**Travail à réaliser**
En partant du début des items et en allant jusqu'à la ligne contenant « box: [699, 498, 724, 520] » incluse, modifiez ces lignes en remplaçant « targets » par « objects », sans aucun autre changement. Laissez les images hors de votre réponse.

**Documents à étudier**
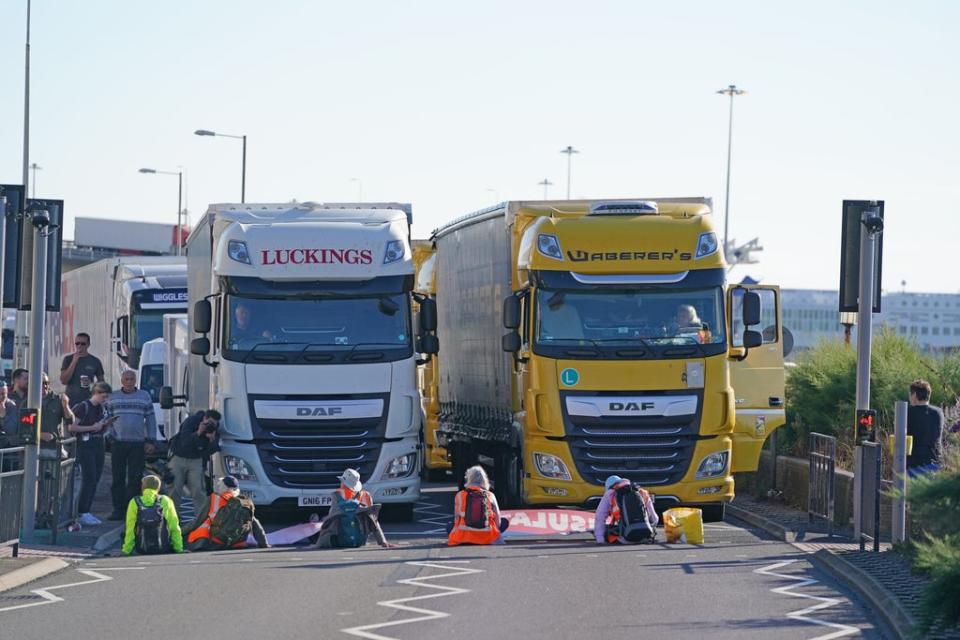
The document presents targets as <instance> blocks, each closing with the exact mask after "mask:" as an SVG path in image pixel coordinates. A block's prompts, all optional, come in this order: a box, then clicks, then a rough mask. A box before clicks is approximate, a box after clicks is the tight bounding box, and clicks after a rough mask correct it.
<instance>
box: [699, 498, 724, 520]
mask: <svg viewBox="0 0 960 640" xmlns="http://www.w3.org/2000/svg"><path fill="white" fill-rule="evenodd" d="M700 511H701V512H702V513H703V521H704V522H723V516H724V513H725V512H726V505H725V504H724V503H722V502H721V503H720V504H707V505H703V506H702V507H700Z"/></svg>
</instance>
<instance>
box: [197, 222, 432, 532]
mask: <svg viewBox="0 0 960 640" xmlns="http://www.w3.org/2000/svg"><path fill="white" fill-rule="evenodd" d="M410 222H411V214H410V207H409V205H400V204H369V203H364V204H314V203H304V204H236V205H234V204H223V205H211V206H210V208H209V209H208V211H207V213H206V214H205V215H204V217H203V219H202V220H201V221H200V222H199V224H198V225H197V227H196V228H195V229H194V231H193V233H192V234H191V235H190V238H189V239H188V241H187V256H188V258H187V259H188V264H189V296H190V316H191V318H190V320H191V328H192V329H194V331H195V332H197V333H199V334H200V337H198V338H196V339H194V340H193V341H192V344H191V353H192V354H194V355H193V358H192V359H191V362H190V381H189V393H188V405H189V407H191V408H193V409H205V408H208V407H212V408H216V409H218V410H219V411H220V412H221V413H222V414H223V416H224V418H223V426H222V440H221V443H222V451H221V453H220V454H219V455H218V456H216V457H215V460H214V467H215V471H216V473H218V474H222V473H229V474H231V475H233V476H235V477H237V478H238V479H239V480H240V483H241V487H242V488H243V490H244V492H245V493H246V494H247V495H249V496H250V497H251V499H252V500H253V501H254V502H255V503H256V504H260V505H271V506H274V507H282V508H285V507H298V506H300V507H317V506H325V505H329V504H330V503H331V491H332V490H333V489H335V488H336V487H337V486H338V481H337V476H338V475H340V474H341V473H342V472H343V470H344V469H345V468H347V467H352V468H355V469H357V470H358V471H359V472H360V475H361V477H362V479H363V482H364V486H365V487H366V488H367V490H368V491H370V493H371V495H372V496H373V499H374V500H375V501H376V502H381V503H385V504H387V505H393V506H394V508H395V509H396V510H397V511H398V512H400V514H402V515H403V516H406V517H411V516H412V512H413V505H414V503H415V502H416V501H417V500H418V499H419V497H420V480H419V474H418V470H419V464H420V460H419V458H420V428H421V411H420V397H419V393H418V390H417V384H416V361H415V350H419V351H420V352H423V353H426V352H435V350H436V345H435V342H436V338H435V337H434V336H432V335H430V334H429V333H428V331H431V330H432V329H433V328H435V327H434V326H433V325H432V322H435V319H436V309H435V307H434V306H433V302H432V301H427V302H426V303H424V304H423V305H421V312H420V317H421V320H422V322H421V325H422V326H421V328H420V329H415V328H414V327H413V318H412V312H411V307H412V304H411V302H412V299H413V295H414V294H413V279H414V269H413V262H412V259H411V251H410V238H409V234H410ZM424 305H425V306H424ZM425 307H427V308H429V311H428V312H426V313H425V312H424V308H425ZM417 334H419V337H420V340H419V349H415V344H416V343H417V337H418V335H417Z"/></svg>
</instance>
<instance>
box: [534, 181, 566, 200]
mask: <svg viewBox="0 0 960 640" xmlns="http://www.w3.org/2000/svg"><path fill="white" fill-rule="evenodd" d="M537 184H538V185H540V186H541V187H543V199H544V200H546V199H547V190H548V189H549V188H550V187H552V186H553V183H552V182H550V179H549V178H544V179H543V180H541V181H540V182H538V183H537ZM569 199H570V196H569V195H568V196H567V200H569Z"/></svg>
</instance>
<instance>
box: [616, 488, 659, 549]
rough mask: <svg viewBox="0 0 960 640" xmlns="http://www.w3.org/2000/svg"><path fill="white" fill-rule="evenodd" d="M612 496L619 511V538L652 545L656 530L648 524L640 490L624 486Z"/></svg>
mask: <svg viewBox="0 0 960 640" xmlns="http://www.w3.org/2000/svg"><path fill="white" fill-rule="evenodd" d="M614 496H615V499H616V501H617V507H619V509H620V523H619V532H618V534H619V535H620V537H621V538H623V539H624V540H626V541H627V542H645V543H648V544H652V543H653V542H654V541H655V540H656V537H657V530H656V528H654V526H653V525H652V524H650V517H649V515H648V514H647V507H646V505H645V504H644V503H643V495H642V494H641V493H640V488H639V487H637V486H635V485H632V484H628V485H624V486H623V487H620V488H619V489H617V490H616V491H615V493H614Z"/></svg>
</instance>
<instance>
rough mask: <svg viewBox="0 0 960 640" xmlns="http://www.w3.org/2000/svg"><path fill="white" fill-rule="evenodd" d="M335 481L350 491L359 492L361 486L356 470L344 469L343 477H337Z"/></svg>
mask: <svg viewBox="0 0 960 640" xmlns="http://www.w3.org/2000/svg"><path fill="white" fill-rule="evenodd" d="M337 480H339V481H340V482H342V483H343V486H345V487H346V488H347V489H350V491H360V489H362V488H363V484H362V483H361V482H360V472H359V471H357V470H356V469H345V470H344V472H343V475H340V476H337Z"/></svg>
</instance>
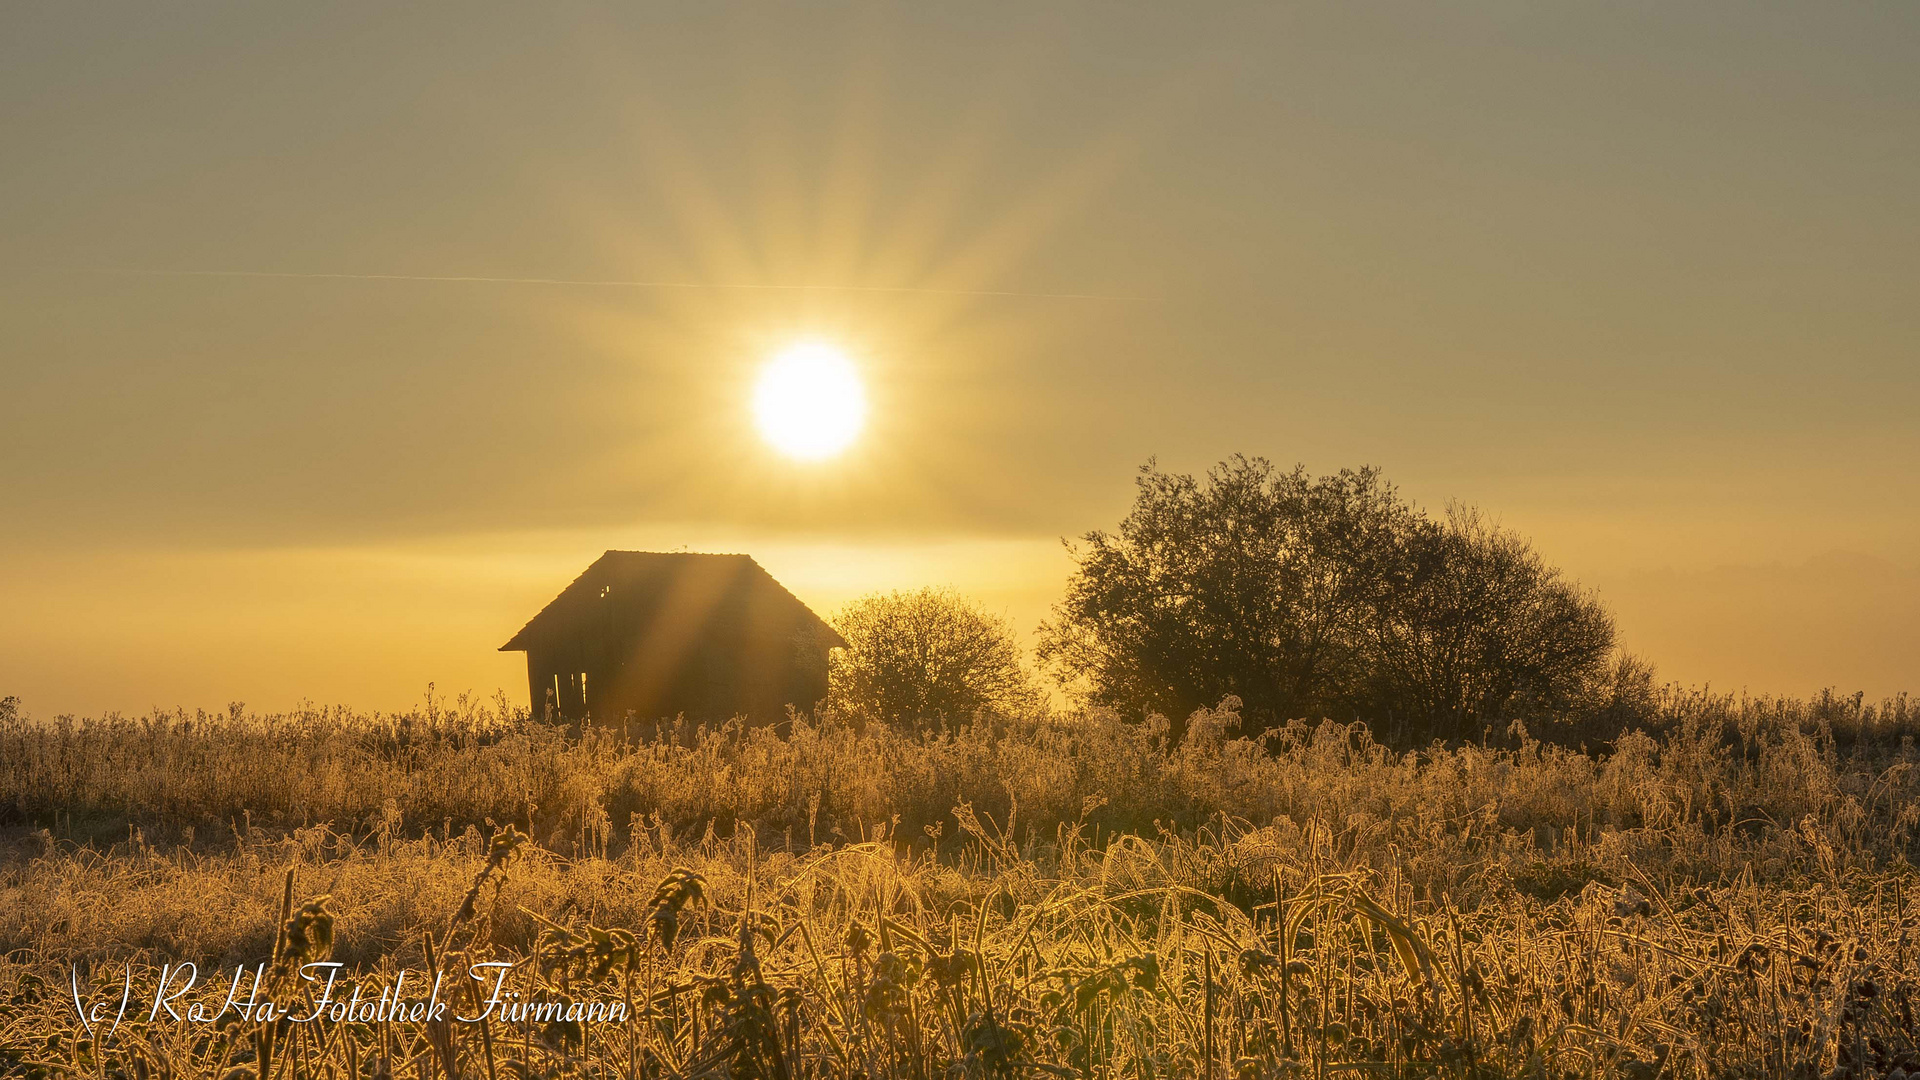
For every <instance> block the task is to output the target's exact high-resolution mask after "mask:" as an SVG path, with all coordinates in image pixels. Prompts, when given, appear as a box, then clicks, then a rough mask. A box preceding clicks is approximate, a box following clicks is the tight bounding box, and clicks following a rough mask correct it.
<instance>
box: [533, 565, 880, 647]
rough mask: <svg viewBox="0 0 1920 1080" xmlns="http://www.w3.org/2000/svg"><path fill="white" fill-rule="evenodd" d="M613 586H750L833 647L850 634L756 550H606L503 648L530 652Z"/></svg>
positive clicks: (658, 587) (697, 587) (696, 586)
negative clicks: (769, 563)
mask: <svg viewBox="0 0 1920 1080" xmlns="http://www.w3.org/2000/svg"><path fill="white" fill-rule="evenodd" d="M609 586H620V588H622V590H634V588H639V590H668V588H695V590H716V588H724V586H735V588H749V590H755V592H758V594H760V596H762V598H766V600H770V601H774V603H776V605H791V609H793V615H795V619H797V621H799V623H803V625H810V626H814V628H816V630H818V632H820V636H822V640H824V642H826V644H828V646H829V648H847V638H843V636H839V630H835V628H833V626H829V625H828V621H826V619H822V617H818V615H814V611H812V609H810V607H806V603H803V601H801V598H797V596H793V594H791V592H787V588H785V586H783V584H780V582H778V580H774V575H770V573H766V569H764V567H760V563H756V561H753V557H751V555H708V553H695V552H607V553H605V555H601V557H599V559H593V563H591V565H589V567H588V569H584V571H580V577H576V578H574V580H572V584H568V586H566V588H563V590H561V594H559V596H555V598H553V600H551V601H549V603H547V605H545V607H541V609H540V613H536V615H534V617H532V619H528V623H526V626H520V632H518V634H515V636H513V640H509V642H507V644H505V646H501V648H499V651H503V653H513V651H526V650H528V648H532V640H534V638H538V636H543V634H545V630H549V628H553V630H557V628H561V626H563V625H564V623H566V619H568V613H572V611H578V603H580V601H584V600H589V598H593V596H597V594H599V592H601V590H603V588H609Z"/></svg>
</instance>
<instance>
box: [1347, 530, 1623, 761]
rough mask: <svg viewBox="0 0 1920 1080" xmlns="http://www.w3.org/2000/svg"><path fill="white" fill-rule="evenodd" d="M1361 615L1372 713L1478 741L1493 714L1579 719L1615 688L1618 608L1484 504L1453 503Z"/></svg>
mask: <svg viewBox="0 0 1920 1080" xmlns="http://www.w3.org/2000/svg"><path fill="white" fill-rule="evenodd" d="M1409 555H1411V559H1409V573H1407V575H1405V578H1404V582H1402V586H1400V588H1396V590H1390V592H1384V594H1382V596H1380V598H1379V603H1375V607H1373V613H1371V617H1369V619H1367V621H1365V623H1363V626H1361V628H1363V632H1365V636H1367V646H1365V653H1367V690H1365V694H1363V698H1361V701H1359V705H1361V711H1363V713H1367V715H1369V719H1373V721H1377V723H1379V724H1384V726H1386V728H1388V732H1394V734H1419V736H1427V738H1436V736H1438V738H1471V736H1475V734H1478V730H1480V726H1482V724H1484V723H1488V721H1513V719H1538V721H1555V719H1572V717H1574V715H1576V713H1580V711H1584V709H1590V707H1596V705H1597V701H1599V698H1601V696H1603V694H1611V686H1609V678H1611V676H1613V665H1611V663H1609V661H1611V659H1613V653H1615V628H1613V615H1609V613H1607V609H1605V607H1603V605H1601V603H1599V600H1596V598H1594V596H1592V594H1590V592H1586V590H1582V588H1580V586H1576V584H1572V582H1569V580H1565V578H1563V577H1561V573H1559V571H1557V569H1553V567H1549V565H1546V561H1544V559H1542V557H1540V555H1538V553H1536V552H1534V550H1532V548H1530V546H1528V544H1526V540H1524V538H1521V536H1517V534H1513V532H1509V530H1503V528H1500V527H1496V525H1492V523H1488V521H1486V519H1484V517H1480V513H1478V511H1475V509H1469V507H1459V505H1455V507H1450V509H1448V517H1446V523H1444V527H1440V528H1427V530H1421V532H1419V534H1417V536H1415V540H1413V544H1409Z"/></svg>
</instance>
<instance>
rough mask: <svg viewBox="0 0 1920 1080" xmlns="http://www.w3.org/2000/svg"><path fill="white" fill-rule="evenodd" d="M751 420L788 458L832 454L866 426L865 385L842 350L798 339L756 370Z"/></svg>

**Réponse rédigée**
The document presents objects as <instance> blocks, each closing with the exact mask after "mask:" as an SVG path in image pixel coordinates. A block's prompts, all optional, come in this order: a box, then clicks, then a rough mask. A box before clicks is approximate, a box after clicks is the tight bounding box, and clicks after a rough mask correct it.
<instance>
box: [699, 498, 724, 520]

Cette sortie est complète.